Fancy finance or cheaper houses?

 

financial success

All so easy

I recently wrote a blog arguing that we could make more use of the  burgeoning financial education/wellbeing brigade to get youngsters saving for proper housing of their own. My thoughts focussed on finance but of course the Government want the yoof to accelerate savings through help to buy savings products, most especially the lifetime ISA.

 

Rather more interesting than my blog are the comments it has inspired, especially from Con Keating – who can be relied upon to take a contrarian and informed position. In case you missed his comment – here it is!


Not finance but the price of housing

The problem here is not finance, it is the price of housing. This will not go away unti we start building enough houses to meet demand – the shortage is over one million homes and demand is growing at around 250,000 a year. The roots of the issue are clear, the post-war planning laws, with the issue being compounded by the policy of selling council kousing – littleof the proceeds from those sales went back into new housing, and councils had built a fairly steady 120,000 or so a year – this in fact is remarkably close to the annual shortfall.

It is odd, but we still demonise the inner city council estate, even though the majority of that stock is now owned privately by members of the middle class. Increasingly, that “sink” problem is moving away from the inner to the outer city – and we see the same thing in France with the banlieu.

Solving the finance problem will just exacerbate the price issue. Is there a solution – well the answer is yes – build more houses, lots of them – step up production from the current 130,000 or so to closer to 300,000 (which is probably the upper feasible limit given labour constraints).

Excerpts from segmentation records
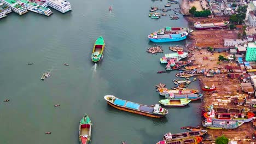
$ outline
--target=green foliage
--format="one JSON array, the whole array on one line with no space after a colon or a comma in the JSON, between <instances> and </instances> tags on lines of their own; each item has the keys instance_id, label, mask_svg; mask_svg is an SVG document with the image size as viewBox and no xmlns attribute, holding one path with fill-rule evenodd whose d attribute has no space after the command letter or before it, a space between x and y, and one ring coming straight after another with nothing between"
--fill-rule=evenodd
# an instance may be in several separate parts
<instances>
[{"instance_id":1,"label":"green foliage","mask_svg":"<svg viewBox=\"0 0 256 144\"><path fill-rule=\"evenodd\" d=\"M236 4L235 3L233 3L232 5L231 5L231 7L234 7L234 8L235 8L236 7Z\"/></svg>"},{"instance_id":2,"label":"green foliage","mask_svg":"<svg viewBox=\"0 0 256 144\"><path fill-rule=\"evenodd\" d=\"M210 10L205 10L202 11L196 11L194 14L194 16L195 17L207 17L211 14L212 13Z\"/></svg>"},{"instance_id":3,"label":"green foliage","mask_svg":"<svg viewBox=\"0 0 256 144\"><path fill-rule=\"evenodd\" d=\"M222 136L218 137L215 140L216 144L228 144L229 143L229 139L225 136L222 135Z\"/></svg>"},{"instance_id":4,"label":"green foliage","mask_svg":"<svg viewBox=\"0 0 256 144\"><path fill-rule=\"evenodd\" d=\"M234 24L231 24L229 25L229 29L233 29L236 28L236 26Z\"/></svg>"},{"instance_id":5,"label":"green foliage","mask_svg":"<svg viewBox=\"0 0 256 144\"><path fill-rule=\"evenodd\" d=\"M196 11L196 8L195 7L193 7L191 8L191 9L189 10L189 12L193 15L194 15Z\"/></svg>"}]
</instances>

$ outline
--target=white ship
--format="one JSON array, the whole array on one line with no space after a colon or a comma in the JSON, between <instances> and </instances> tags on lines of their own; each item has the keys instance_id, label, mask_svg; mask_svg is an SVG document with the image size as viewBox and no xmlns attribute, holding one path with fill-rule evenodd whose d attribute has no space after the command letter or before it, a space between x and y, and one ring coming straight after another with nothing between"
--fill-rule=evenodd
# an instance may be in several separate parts
<instances>
[{"instance_id":1,"label":"white ship","mask_svg":"<svg viewBox=\"0 0 256 144\"><path fill-rule=\"evenodd\" d=\"M49 16L53 12L49 8L42 7L36 3L27 0L19 0L21 5L24 6L27 10L46 16Z\"/></svg>"},{"instance_id":2,"label":"white ship","mask_svg":"<svg viewBox=\"0 0 256 144\"><path fill-rule=\"evenodd\" d=\"M47 0L47 4L62 13L72 10L70 3L67 1Z\"/></svg>"},{"instance_id":3,"label":"white ship","mask_svg":"<svg viewBox=\"0 0 256 144\"><path fill-rule=\"evenodd\" d=\"M22 15L27 13L27 9L20 5L16 0L3 0L3 2L10 7L13 11L19 15Z\"/></svg>"}]
</instances>

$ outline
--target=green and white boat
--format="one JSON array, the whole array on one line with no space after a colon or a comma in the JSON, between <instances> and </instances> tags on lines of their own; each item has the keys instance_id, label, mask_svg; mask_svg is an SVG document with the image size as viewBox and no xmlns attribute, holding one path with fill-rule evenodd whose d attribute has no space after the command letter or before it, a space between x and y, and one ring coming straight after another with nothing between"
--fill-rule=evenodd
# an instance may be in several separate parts
<instances>
[{"instance_id":1,"label":"green and white boat","mask_svg":"<svg viewBox=\"0 0 256 144\"><path fill-rule=\"evenodd\" d=\"M191 100L187 99L162 99L159 103L166 106L183 106L188 104Z\"/></svg>"},{"instance_id":2,"label":"green and white boat","mask_svg":"<svg viewBox=\"0 0 256 144\"><path fill-rule=\"evenodd\" d=\"M94 43L92 53L91 54L91 61L97 62L103 57L103 52L105 47L105 43L101 35Z\"/></svg>"},{"instance_id":3,"label":"green and white boat","mask_svg":"<svg viewBox=\"0 0 256 144\"><path fill-rule=\"evenodd\" d=\"M92 125L91 119L87 114L85 114L80 121L79 139L80 144L88 144L91 142Z\"/></svg>"}]
</instances>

SET TASKS
1. Please reproduce the part of the housing post that opens with the words containing "financial success" and closes with "the lifetime ISA.".
2. Resume the housing post from the point where it ends.
These entries have nothing to do with the housing post.

RESULTS FOR EACH TASK
1.
financial success

All so easy

I recently wrote a blog arguing that we could make more use of the  burgeoning financial education/wellbeing brigade to get youngsters saving for proper housing of their own. My thoughts focussed on finance but of course the Government want the yoof to accelerate savings through help to buy savings products, most especially the lifetime ISA.

2.
Will this happen – of course, not. Do you want to be the politician that tells house owner voters that he or she want to build sufficient housing to make sure their house does not increase in price and may even go down. If you can find a way to get elected with that agenda, you will solve the problem, and be one hell of a magician. By the way, I will vote for you, if allowed


Not housing but proper housing

“Dave C” who is becoming a regular, argues not just for more housing, but proper housing that people want to live in. I am hoping to go up to Leeds/Wakefield and see what Legal and General are doing with these pre-pack houses. We tried that after the war- it’s surprising how durable it has proven .Here’s Dave C….

And they need to make nicer quality, lower density housing too.

These new builds are horrible and purely profit maximised.

While the big builders are all motivated by huge margins consumers get terrible vfm.

There are a lot of new builds going up in Harrogate right now and they’re all horrible.

Gardens west or north facing. Roads a few feet off the front door. No trees. Apparently large designs, but they’re ‘mini’ houses. 4 bedrooms you can’t use with double beds and furniture!

The while system from top to bottom is all about greed and money.

It won’t change while people see a home as an investment and a spineless government perpetuate it.

UK gov should print their (our) own money at zirp, pay off the 1tn debt, and spend the saved ‘interest’ to bank vampires by building housing stock at zero interest rates for all.

Houses/homes are infrastructure, if you want a happy populace buying stuff and breeding and feeding a strong economy, they need cheap homes and low taxes/debts.

Which is one of the best posts I have ever had. Dave goes on to harangue me for supporting spurious Government initiatives ending with a magnificent tirade

These pseudo socialist government incentives that appear helpful, while actually only existing to support a failing ponzi, is a travesty.

Those taking them must be stupid. Those who dreamt them up are as corrupted as the types who run Wonga loans or ‘kneecap finance’


Nudge or kneecap?

As with pensions so with housing, the incremental improvements of “nudge” or wholesale reform with massive Governments intervention.

Do we really care about inter-generational unfairness? Do we care to take a 10-20% haircut on the equity in our property?

Do we really want to be self-sufficient in old-age or are we hanging in there hoping that auto-enrolment will get us there?

Or are we prepared for the kneecap, not of Wonga but of a brutal state that decides it will build 300.000 new houses a year and will introduce a new tax called compulsory savings?

You decide what kind of society you want and you vote for the one suits you. Right now I’d give the knee-cap solution one chance in a hundred, but I didn’t give Leicester City one chance in five thousand!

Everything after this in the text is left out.